### [TEXT SECTION]
What makes Darnton’s insight so powerful is that he shifts our attention away from individual authors and texts toward the systemthat connects them: printers, booksellers, readers, and ideas all interacting in what he famously calls the “communications circuit.” (p.67) This model breaks down the myth of the solitary genius writing in isolation. Instead, it shows that intellectual change happens through network through the messy, material processes of production and exchange. The meaning of a book, then, does not end on the page it continues in the reader’s mind and in the society that absorbs it.

Darnton’s vision remains strikingly relevant today. If he saw the printing press as the great disruptor of the early modern world, we might see the internet as its digital heir. Our ideas still travel, multiply, and mutate through systems of transmission. His insight reminds us that every act of reading whether of a printed book or a glowing screen links us to a centuries-old chain of human communication. To study the history of books, as Darnton suggests, is really to study how ideas make us who we are.

A Network of Communication

In his essay “What is the History of Books?”, Robert Darnton describes books not simply as texts or objects, but as part of a living communication system. Darnton emphasizes that books are not static things, but social actors that circulate within a complex network of people, institutions, and ideas.

The model described by Darnton, the “communications circuit,” illustrates this insight very well. “Communications circuit” refers to a cycle in which a book moves from its creation to its reception. He writes: “It could be described as a communications circuit that runs from the author to the publisher, the printer, the shipper, the bookseller, and the reader.” Each of these actors shapes the text. The author is himself a reader of other texts. The publisher decides what will be published. The printer influences the design. The distributor determines the distribution. The reader closes the cycle by interpreting the book. This is how new ideas are generated. This model shows that books do not exist in isolation, but are products of social and economic relationships. There is a long way between the author and the reader, which is usually not taken into account. Paper suppliers, censorship authorities, transport networks, markets, and cultural institutions are the infrastructures that lie between the two entities. Darnton illustrates this with the example of Voltaire’s Questions sur l’Encyclopédie. This book, which was officially banned, traveled across borders, smuggling routes, and publishing networks from Switzerland to southern France. It was therefore not only an intellectual work, but also a material object shaped by political, economic, and logistical conditions.

### [ENTRIES PROVIDED]

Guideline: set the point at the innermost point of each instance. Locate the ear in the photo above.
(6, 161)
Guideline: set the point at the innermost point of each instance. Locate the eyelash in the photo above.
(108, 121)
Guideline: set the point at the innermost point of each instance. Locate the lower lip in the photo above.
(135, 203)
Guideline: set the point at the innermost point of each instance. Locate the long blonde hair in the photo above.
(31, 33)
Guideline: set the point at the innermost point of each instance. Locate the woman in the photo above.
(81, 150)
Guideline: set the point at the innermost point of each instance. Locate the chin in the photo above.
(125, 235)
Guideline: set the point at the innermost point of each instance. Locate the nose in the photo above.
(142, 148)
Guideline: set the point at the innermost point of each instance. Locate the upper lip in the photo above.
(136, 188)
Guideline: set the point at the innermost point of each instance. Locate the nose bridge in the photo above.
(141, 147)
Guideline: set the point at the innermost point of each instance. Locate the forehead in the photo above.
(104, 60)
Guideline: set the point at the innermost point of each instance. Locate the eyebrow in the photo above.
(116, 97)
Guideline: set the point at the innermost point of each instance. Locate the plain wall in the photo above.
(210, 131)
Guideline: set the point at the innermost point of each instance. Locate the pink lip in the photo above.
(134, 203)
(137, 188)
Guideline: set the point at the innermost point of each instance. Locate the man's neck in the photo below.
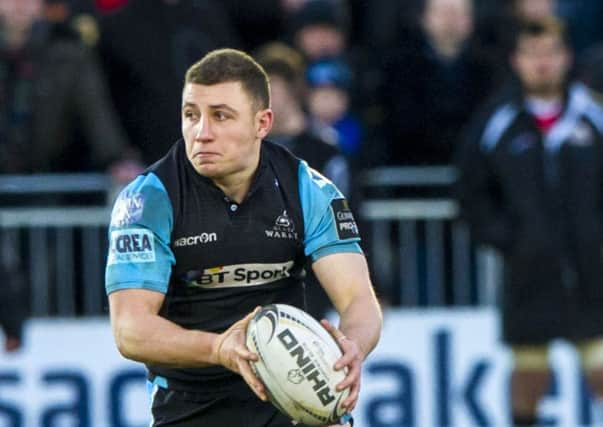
(236, 186)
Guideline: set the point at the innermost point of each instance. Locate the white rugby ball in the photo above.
(296, 359)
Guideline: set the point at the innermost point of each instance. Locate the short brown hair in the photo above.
(549, 26)
(231, 65)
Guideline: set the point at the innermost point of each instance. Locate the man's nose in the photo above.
(204, 131)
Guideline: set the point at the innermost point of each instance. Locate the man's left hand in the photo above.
(352, 359)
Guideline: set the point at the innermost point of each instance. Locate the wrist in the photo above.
(216, 346)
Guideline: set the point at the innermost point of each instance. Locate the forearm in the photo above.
(149, 338)
(362, 322)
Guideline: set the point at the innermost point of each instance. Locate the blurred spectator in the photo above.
(433, 82)
(258, 21)
(293, 129)
(55, 114)
(319, 29)
(147, 45)
(590, 67)
(531, 185)
(329, 86)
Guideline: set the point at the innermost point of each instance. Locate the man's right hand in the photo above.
(231, 352)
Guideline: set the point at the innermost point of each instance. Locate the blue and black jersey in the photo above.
(173, 231)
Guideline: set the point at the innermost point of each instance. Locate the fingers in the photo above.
(249, 376)
(350, 402)
(352, 376)
(243, 352)
(335, 333)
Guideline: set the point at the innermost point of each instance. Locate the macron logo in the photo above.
(195, 240)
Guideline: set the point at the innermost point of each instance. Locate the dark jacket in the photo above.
(539, 199)
(55, 112)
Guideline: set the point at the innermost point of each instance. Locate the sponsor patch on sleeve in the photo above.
(131, 245)
(344, 219)
(127, 210)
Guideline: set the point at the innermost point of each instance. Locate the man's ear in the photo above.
(264, 120)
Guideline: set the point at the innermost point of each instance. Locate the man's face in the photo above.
(448, 21)
(542, 63)
(20, 14)
(222, 129)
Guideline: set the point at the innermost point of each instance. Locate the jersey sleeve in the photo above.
(139, 237)
(329, 226)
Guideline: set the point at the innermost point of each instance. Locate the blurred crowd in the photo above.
(95, 85)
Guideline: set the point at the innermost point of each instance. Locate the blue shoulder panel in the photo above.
(139, 237)
(329, 225)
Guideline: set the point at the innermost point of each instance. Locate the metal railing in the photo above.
(420, 254)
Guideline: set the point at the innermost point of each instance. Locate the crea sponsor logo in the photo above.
(345, 216)
(131, 245)
(127, 210)
(242, 275)
(195, 240)
(348, 226)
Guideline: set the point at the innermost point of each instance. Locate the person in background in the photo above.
(55, 116)
(292, 126)
(329, 103)
(221, 209)
(531, 184)
(293, 129)
(55, 112)
(319, 29)
(432, 83)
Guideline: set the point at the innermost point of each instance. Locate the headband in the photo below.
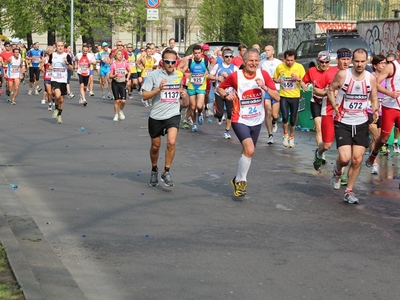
(344, 54)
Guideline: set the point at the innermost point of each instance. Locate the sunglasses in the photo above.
(169, 62)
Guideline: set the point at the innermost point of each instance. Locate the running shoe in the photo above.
(375, 169)
(153, 179)
(350, 198)
(185, 124)
(370, 160)
(291, 142)
(343, 179)
(201, 119)
(383, 150)
(227, 136)
(317, 161)
(336, 180)
(275, 127)
(285, 141)
(239, 188)
(396, 148)
(166, 178)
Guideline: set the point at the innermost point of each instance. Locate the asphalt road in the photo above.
(84, 224)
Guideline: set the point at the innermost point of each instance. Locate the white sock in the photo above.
(243, 168)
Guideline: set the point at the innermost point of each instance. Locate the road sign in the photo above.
(152, 14)
(152, 3)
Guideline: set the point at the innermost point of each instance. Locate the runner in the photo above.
(269, 64)
(355, 86)
(390, 104)
(310, 80)
(218, 74)
(289, 75)
(246, 88)
(15, 71)
(103, 57)
(119, 73)
(59, 62)
(34, 57)
(197, 67)
(164, 86)
(83, 61)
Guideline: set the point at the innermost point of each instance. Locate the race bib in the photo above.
(197, 78)
(170, 93)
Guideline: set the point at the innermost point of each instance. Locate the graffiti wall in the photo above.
(383, 36)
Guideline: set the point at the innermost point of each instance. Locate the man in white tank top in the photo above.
(60, 62)
(390, 104)
(355, 86)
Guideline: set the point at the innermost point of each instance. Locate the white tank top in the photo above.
(59, 71)
(393, 84)
(14, 68)
(251, 100)
(353, 100)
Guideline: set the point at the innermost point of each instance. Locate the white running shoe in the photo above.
(285, 141)
(275, 127)
(291, 142)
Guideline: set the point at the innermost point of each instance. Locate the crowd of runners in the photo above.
(351, 103)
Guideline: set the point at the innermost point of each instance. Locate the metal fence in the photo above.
(347, 9)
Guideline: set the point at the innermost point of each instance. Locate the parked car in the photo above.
(308, 50)
(213, 45)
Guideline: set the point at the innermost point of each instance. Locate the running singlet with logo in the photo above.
(248, 108)
(14, 68)
(197, 79)
(393, 84)
(132, 62)
(353, 100)
(59, 70)
(121, 70)
(36, 56)
(290, 88)
(84, 63)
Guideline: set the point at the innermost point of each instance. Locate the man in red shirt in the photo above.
(310, 81)
(238, 60)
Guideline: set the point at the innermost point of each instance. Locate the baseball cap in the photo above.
(205, 47)
(324, 55)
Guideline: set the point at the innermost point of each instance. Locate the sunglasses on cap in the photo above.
(169, 62)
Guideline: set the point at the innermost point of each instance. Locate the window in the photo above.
(180, 30)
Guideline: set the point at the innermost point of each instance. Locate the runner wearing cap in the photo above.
(34, 56)
(309, 81)
(103, 57)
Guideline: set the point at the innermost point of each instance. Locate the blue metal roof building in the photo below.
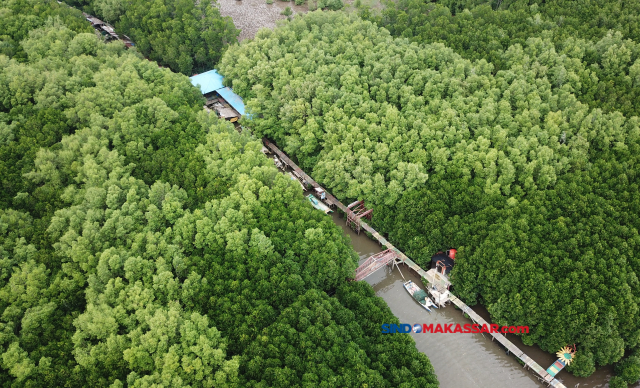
(208, 82)
(211, 81)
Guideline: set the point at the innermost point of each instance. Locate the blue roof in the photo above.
(233, 99)
(208, 81)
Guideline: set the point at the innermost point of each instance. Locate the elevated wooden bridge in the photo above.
(377, 261)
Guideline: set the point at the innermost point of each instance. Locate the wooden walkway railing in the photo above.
(540, 371)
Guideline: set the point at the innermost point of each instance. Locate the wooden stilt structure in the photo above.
(394, 255)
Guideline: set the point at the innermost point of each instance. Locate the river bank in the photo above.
(461, 360)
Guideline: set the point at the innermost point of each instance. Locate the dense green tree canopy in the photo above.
(144, 242)
(188, 37)
(596, 40)
(536, 189)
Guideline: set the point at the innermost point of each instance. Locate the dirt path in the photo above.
(251, 15)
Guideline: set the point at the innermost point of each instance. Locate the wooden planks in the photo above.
(542, 373)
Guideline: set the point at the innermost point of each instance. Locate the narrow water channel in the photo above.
(460, 360)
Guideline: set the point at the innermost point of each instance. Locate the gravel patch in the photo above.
(251, 15)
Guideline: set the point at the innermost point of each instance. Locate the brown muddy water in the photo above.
(460, 360)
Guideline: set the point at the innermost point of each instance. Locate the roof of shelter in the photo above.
(208, 81)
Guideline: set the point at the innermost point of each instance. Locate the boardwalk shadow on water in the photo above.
(460, 360)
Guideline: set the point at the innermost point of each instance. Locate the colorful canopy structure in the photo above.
(565, 356)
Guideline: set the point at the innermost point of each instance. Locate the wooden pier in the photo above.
(540, 371)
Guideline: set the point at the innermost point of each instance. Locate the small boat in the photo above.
(294, 178)
(419, 295)
(319, 205)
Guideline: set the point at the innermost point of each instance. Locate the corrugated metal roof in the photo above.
(233, 99)
(208, 81)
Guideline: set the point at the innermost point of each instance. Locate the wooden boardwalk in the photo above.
(540, 371)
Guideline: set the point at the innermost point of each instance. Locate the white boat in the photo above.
(318, 204)
(294, 178)
(419, 295)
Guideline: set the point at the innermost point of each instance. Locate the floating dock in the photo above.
(374, 263)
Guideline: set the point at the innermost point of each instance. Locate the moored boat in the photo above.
(318, 204)
(419, 295)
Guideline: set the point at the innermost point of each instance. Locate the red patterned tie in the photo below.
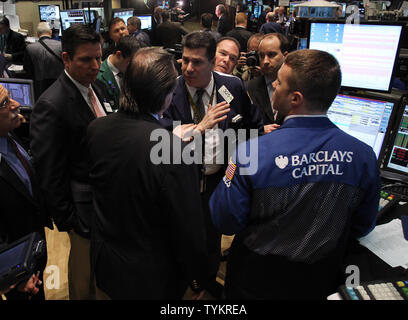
(97, 111)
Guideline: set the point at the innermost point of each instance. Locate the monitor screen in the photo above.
(146, 21)
(123, 14)
(366, 52)
(69, 17)
(86, 13)
(50, 12)
(364, 118)
(21, 90)
(397, 160)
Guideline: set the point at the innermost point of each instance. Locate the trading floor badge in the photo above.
(229, 173)
(281, 162)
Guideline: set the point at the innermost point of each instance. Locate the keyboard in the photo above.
(376, 290)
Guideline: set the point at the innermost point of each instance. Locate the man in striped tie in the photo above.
(58, 126)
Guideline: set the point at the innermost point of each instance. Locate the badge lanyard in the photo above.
(194, 106)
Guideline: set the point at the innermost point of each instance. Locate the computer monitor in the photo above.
(364, 118)
(86, 14)
(70, 17)
(49, 12)
(395, 164)
(21, 90)
(146, 21)
(366, 52)
(123, 14)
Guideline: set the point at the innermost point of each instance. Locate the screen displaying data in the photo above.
(21, 92)
(70, 17)
(398, 159)
(366, 53)
(364, 118)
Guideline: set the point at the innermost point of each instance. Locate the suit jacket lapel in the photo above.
(263, 94)
(10, 176)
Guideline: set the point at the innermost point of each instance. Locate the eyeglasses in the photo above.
(5, 103)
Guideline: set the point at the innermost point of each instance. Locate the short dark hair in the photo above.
(317, 75)
(128, 45)
(230, 39)
(76, 35)
(4, 21)
(115, 21)
(135, 21)
(206, 20)
(284, 42)
(198, 39)
(148, 80)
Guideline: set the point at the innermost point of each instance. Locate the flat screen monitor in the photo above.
(70, 17)
(49, 12)
(364, 118)
(366, 52)
(146, 21)
(86, 14)
(123, 14)
(21, 90)
(396, 160)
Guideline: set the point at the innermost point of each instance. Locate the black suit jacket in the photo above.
(148, 238)
(168, 34)
(58, 127)
(15, 45)
(20, 212)
(223, 25)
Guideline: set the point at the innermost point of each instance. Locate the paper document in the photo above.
(388, 243)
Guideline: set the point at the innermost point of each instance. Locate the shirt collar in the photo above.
(3, 145)
(305, 116)
(81, 88)
(114, 70)
(207, 89)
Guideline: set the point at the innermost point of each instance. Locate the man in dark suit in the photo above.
(58, 126)
(271, 26)
(272, 50)
(169, 33)
(151, 245)
(43, 60)
(200, 98)
(224, 24)
(114, 67)
(240, 31)
(21, 207)
(12, 44)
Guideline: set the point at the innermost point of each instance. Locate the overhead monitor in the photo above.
(21, 90)
(367, 52)
(123, 14)
(49, 12)
(364, 118)
(70, 17)
(146, 21)
(396, 160)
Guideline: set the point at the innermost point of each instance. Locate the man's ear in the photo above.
(297, 98)
(66, 58)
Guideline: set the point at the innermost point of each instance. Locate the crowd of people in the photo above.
(141, 229)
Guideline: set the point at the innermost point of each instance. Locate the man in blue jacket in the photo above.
(213, 102)
(307, 190)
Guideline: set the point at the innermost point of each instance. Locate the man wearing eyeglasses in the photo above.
(20, 203)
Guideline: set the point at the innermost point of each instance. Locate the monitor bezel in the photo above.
(47, 5)
(68, 10)
(23, 81)
(394, 114)
(387, 172)
(146, 15)
(380, 23)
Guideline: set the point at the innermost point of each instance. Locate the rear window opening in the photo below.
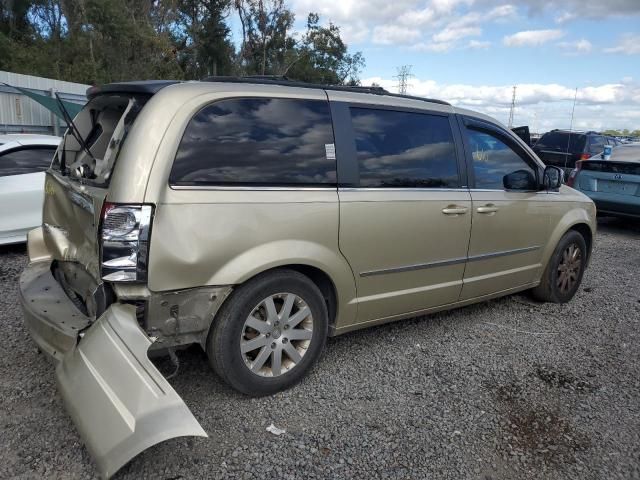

### [OBJECTIVE A]
Answer from the text on Darnton's communications circuit:
(i) What name does Darnton give to the system that links printers, booksellers, readers, and ideas?
(ii) Which book by Voltaire serves as Darnton's example?
(iii) Between which two places did that book travel?
### [OBJECTIVE B]
According to the text on Darnton's communications circuit, why was Voltaire's book more than an intellectual work? Explain in one to three sentences.
### [OBJECTIVE C]
Pick up the text on Darnton's communications circuit after its last sentence and continue it.
The records have no connection to the text on Darnton's communications circuit.

### [EXERCISE RESULT A]
(i) The "communications circuit."
(ii) Questions sur l'Encyclopédie.
(iii) From Switzerland to southern France.

### [EXERCISE RESULT B]
The book was officially banned and had to travel across borders, smuggling routes, and publishing networks from Switzerland to southern France. Political, economic, and logistical conditions therefore shaped it, which made it a material object as well as an intellectual work.

### [EXERCISE RESULT C]
The history of books is therefore not a secondary discipline, but a gateway to the history of communication itself. It connects literature, economics, politics, and society. I find Darnton’s idea that books not only tell history but also make it particularly convincing. They are tools for spreading ideas and knowledge, but also products of their own time. Darnton’s model reminds us that every medium, whether printed or digital, remains part of a social cycle in which knowledge, power, and meaning are interwoven.

Are digital text’s fixed?

There are many affordances to e-books and digital texts, but what are the drawbacks? Reading digitally changes the intimacy between text and reader, creating more distance between a person and what they read. The power of the codex is so effective because it is fixed; once it is printed, it cannot be changed. However, that begs the question: Is digital text fixed in the way codices are? Or is there a way for them to be tampered with?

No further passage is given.